### Work instructions:
Put each line of the listing below into a JSON list of strings, one string per line, leaving out any blank lines.

* START *

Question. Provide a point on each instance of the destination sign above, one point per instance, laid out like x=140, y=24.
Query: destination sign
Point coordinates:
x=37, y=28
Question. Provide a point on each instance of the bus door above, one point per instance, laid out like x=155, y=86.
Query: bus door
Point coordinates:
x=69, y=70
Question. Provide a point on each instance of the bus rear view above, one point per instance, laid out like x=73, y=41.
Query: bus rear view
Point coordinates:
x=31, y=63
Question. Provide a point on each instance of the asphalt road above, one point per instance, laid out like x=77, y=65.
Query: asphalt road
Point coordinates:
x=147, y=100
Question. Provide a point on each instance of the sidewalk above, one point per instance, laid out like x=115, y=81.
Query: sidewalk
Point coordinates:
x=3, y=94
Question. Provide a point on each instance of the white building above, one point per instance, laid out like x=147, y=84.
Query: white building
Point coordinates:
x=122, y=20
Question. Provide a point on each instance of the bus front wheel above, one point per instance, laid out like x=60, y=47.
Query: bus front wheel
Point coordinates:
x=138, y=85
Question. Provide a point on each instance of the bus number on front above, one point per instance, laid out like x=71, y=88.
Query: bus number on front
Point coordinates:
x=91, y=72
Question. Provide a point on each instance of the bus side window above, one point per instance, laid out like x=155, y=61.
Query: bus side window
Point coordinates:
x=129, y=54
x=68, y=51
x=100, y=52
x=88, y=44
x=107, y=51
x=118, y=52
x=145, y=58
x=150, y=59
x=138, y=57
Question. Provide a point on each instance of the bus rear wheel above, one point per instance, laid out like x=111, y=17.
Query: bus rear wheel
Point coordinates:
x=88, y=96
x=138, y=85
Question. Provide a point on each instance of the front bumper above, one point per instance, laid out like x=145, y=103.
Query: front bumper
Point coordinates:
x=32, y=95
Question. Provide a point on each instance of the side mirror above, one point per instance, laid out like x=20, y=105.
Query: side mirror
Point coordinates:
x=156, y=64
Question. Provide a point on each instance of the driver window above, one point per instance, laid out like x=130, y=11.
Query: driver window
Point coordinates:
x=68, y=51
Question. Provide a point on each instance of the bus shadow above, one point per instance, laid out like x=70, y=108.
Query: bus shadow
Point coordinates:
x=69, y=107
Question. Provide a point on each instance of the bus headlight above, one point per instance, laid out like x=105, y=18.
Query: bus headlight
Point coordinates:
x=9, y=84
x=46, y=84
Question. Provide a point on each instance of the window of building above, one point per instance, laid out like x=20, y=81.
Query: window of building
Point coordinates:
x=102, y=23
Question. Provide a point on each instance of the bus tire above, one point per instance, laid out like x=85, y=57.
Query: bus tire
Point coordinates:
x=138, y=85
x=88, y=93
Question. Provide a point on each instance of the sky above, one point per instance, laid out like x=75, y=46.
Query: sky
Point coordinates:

* END *

### Written response:
[
  "Question. Provide a point on each instance of the destination sign above, one point per instance, laid out like x=140, y=24.",
  "Query: destination sign",
  "Point coordinates:",
  "x=37, y=28",
  "Question. Provide a point on each instance of the bus door above, one point per instance, laid out like x=155, y=86.",
  "Query: bus door",
  "Point coordinates:",
  "x=69, y=70",
  "Question. Provide a point on each instance of the bus rear view above, one point per instance, laid out like x=73, y=41.",
  "Query: bus rear view",
  "Point coordinates:",
  "x=31, y=63",
  "Question. Provide a point on each instance of the asphalt road above, one point per instance, laid out like x=77, y=65.",
  "Query: asphalt road",
  "Point coordinates:",
  "x=147, y=100",
  "Question. Provide a point on each instance of the sidewalk above, one point per instance, laid out like x=115, y=81.",
  "Query: sidewalk",
  "Point coordinates:",
  "x=3, y=94",
  "Question. Provide a point on each instance of the white building above, one point per instance, laid out like x=147, y=84.",
  "Query: white building",
  "Point coordinates:",
  "x=122, y=20",
  "Question. Provide a point on each instance of the bus front wheel above, one point per instance, laid out like x=60, y=47.",
  "Query: bus front wheel",
  "Point coordinates:",
  "x=138, y=85",
  "Question. Provide a point on each instance of the bus number on front above, one point per instance, laid out like x=71, y=88.",
  "Query: bus number on front",
  "Point coordinates:",
  "x=91, y=72",
  "Question. Provide a point on each instance of the bus side window above, one point per instance, laid out like x=155, y=61.",
  "Query: bus side window",
  "Point coordinates:",
  "x=129, y=54",
  "x=68, y=51",
  "x=100, y=52",
  "x=88, y=44",
  "x=107, y=51",
  "x=118, y=52",
  "x=145, y=58",
  "x=150, y=59",
  "x=138, y=57",
  "Question. Provide a point on each instance of the bus rear wheel above, one point per instance, laid out like x=111, y=17.",
  "Query: bus rear wheel",
  "Point coordinates:",
  "x=88, y=96",
  "x=138, y=85",
  "Question. Provide a point on each instance of the front bumper above, one point per instance, laid out like x=145, y=103.",
  "Query: front bumper",
  "Point coordinates:",
  "x=32, y=95",
  "Question. Provide a point on each instance of the side mirror above, one point per instance, laid out like x=20, y=105.",
  "Query: side mirror",
  "Point coordinates:",
  "x=156, y=64",
  "Question. Provide a point on each instance of the driver window above, one point per instance, laid out like x=130, y=11.",
  "Query: driver window",
  "Point coordinates:",
  "x=68, y=51",
  "Question. Provide a point on each instance of the bus shadow above, one point per instance, laid out like x=70, y=108.",
  "Query: bus shadow",
  "Point coordinates:",
  "x=69, y=107",
  "Question. Provide a point on each instance of the bus headlight above, one point per instance, laid out like x=105, y=18.",
  "Query: bus headlight",
  "Point coordinates:",
  "x=9, y=84",
  "x=46, y=84",
  "Question. Provide a point on each instance of the window of building above, one point per instance, laid out like x=20, y=81.",
  "Query: window of building",
  "Point coordinates:",
  "x=102, y=23",
  "Question. Provide a point on each instance of the bus tire above, one point per instance, laid out like x=85, y=57.",
  "Query: bus tire",
  "Point coordinates:",
  "x=138, y=85",
  "x=88, y=93",
  "Question. Provide a point on each instance of the sky above, one point per instance, laid out like x=75, y=46.",
  "Query: sky",
  "Point coordinates:"
]